Problem:
From the article on hedge funds and Treasury futures, quote verbatim the passage that begins at the words "While returns from" and stops after the words "to speak publicly.".

Selected text:
=-=-=-=-=

Hedge funds are snapping up 10-year Treasury futures, and no other maturity, presenting a puzzle. The answer may lie in the collapse of a popular carry trade last year.
The highly-leveraged basis trade involved going long cash bonds and selling futures, to profit from the difference between the two, but came asunder in March 2020 when investors stampeded to buy the latter at the peak of coronavirus fears and upended the spread. Now the gap -- the so-called gross basis -- has reversed and favors shorting cash bonds and buying futures.
Of course, it’s not quite that simple. In futures markets, the counterparty who is short determines which specific cash bond traders have to deliver, adding another element of risk to the transaction. But with so-called ultra 10-year Treasury futures, there are only two bonds in the delivery pool, limiting that risk compared to other contracts.
That could be one reason why leveraged funds have built up net-long positions of almost 230,000 ultra 10-year futures, despite this year’s Treasury market slump, according to the latest data from the Commodity Futures Trading Commission. As for the original strategy -- there are no signs of it returning anytime soon.
While returns from this year’s trade are much lighter, a play based on 10-year ultra futures is most attractive, according to one trader who asked not to be identified as he isn’t authorized to speak publicly.
Cash Bond Pressure
A sense of how the cheapest-to-deliver 10-year Treasury bond has performed against futures can be seen in the implied repurchase rate for the note. It flipped from positive to negative in the first quarter, indicative of greater selling pressure on cash bonds than futures.
“With the sudden and significant rates selloff in late February, Treasuries came under pressure, underperforming futures quite noticeably,” wrote Morgan Stanley’s Kelcie Gerson in a note this week. “On an outright level, futures/cheapest-to-deliver bases reached the widest levels seen since last March/April.”
Across the rest of the Treasuries curve, hedge funds hold net short positions, though well below last year’s levels after the collapse of the original basis trade.
Market
A gauge of aggregate leveraged fund short futures positions -- which would likely be mirrored by long cash bonds in a basis trade -- has dropped by over $300 billion since last year’s February peak, according to calculations by Bloomberg.

=-=-=-=-=

The data:
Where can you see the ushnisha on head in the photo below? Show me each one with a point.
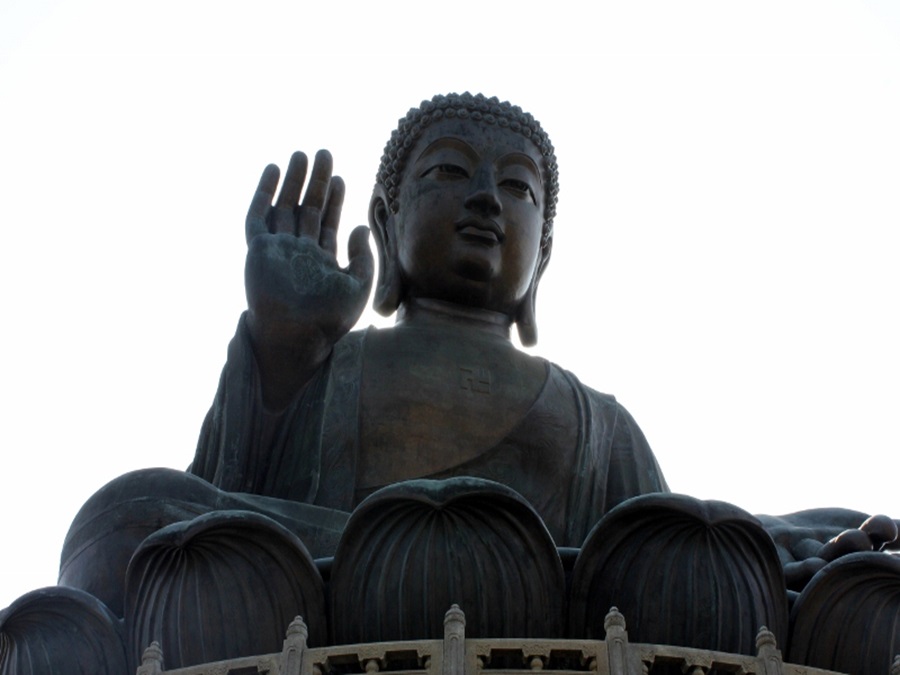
(463, 208)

=-=-=-=-=

Answer area:
While returns from this year’s trade are much lighter, a play based on 10-year ultra futures is most attractive, according to one trader who asked not to be identified as he isn’t authorized to speak publicly.